(Location labeling records)

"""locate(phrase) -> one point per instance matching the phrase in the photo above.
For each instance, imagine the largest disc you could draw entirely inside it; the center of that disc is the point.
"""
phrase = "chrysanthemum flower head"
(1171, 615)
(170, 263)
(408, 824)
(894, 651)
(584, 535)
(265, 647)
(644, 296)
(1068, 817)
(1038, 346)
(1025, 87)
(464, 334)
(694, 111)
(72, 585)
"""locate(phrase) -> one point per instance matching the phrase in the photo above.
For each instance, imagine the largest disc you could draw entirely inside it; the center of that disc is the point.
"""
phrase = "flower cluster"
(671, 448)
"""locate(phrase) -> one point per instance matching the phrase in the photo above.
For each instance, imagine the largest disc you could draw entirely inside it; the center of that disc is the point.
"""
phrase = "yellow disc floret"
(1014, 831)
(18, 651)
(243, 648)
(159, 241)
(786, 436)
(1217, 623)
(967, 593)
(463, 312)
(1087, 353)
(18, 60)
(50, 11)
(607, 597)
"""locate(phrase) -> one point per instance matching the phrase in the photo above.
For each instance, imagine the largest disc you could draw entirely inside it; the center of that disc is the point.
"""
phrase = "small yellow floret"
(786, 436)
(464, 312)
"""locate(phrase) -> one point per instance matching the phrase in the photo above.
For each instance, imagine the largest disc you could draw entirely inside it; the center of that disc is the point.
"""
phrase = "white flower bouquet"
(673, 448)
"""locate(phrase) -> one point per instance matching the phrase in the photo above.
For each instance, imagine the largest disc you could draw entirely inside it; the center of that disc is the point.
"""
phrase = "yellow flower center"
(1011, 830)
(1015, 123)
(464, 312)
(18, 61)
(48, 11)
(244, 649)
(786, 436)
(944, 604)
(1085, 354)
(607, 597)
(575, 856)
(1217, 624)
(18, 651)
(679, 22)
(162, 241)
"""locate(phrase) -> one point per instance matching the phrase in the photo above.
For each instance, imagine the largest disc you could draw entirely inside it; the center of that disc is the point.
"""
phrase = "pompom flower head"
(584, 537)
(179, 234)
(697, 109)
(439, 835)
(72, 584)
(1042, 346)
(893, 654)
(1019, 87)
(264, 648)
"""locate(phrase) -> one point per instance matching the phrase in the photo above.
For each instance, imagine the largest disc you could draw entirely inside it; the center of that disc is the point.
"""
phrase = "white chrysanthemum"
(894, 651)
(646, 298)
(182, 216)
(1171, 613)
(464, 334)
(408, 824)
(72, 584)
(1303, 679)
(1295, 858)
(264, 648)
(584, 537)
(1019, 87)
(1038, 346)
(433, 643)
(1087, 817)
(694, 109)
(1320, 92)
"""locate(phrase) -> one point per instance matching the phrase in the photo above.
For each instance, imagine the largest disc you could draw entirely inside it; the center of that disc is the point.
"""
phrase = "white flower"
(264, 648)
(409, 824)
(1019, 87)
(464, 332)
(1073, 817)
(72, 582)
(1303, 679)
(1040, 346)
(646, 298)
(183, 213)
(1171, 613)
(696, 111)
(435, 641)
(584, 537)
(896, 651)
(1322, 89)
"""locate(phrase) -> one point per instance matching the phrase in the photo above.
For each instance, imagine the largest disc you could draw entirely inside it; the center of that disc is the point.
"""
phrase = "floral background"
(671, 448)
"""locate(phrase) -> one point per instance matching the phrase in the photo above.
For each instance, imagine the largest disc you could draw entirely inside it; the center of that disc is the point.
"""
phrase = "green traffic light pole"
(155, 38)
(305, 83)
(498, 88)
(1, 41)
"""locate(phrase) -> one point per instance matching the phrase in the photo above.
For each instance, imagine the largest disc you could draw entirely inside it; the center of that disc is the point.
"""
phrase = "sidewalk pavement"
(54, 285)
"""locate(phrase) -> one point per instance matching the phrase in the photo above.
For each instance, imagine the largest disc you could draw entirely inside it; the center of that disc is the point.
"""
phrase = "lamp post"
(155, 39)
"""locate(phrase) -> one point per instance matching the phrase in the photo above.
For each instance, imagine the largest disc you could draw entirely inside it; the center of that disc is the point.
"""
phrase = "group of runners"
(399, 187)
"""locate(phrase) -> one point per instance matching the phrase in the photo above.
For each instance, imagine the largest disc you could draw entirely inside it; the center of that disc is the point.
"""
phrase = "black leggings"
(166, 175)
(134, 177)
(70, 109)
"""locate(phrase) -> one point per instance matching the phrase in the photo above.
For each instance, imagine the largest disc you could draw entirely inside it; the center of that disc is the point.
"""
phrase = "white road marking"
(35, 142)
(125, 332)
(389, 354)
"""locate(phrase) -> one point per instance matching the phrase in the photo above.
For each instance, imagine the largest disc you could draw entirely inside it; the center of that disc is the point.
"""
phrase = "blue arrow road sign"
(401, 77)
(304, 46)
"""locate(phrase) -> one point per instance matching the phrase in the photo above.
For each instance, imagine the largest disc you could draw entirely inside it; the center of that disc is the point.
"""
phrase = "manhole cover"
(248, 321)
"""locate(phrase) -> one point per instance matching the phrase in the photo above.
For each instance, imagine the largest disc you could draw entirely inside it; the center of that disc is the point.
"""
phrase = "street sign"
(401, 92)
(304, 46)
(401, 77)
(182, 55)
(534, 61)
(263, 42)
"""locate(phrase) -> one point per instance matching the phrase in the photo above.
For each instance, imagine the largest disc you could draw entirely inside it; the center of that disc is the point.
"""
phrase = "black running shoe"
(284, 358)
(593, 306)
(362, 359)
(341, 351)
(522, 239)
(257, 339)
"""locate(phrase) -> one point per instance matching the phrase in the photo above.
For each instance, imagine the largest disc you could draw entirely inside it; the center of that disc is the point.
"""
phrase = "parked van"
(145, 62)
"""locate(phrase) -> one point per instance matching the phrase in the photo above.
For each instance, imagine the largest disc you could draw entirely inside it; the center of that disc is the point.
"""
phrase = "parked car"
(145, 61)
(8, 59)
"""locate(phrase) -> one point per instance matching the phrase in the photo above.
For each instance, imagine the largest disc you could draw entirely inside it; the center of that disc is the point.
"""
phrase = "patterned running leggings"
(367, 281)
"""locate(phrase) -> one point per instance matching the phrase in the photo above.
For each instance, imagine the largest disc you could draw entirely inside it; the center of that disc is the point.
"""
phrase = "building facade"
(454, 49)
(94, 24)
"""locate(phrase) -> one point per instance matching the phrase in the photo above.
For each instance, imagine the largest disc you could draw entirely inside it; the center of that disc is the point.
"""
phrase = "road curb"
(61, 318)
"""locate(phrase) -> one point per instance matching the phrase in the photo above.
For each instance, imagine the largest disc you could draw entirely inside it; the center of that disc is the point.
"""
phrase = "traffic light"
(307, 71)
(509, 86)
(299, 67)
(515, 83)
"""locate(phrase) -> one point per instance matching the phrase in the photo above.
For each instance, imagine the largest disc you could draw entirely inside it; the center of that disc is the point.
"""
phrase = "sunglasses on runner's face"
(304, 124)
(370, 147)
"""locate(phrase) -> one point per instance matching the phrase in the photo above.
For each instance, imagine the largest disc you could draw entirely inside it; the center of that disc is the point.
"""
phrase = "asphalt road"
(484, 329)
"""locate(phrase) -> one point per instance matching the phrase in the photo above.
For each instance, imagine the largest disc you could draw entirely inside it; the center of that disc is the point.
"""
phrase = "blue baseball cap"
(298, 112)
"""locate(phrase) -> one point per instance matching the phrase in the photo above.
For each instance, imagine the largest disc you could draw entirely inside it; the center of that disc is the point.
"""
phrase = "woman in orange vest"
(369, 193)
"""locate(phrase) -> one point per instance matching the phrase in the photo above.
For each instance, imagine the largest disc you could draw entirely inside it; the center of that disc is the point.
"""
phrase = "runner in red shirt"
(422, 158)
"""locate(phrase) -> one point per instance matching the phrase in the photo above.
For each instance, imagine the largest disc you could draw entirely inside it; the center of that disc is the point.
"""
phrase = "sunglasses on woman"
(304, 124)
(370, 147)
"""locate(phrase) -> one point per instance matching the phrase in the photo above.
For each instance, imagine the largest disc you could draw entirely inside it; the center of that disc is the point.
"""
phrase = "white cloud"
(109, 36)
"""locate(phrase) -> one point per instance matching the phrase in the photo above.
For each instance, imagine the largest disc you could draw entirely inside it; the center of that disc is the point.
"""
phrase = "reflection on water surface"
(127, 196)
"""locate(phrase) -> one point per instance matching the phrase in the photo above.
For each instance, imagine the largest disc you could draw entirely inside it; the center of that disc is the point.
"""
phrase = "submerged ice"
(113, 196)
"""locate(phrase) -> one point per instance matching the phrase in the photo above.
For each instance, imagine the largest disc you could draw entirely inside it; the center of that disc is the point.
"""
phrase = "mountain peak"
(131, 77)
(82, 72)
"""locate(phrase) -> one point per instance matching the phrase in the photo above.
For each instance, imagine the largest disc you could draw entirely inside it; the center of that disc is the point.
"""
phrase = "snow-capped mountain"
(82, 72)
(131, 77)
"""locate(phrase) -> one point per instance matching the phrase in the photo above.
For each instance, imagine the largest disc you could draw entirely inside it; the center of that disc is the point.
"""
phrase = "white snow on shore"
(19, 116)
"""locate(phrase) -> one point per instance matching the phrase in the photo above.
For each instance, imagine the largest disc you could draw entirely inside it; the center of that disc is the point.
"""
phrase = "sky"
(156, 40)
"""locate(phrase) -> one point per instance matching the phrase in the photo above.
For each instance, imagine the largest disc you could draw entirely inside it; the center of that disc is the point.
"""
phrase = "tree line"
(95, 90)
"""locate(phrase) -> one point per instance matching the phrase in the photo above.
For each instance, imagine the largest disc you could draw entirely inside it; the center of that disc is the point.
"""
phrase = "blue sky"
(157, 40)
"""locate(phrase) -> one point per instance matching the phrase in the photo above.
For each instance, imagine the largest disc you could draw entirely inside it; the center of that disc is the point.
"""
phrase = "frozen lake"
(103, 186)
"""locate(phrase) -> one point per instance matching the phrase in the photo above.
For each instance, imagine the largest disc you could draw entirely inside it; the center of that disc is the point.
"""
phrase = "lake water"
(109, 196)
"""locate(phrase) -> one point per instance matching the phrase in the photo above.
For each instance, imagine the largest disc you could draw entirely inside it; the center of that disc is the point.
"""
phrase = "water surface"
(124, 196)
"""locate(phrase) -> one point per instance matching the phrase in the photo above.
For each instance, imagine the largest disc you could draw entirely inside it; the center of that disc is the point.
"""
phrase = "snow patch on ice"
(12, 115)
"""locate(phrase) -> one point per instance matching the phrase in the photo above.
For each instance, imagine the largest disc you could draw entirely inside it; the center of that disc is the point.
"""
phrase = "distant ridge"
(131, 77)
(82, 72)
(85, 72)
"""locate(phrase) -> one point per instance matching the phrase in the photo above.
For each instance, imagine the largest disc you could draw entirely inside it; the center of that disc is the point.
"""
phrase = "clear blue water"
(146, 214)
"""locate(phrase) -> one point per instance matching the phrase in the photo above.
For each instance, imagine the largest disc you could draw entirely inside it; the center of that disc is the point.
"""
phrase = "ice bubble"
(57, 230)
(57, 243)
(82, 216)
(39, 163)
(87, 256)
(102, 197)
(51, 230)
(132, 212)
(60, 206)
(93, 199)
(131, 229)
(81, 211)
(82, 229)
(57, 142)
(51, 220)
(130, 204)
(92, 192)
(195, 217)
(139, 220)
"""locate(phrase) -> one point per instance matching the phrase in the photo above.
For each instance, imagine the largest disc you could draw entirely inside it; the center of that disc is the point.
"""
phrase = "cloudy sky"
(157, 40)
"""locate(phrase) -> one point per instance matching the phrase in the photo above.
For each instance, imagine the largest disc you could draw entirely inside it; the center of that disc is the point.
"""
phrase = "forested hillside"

● **What to do**: Pick out every line of the records above that contains the string "floret" and copy each one in full. Case counts when matching.

● **Reply to the task**:
phrase = "yellow disc floret"
phrase = "small yellow floret"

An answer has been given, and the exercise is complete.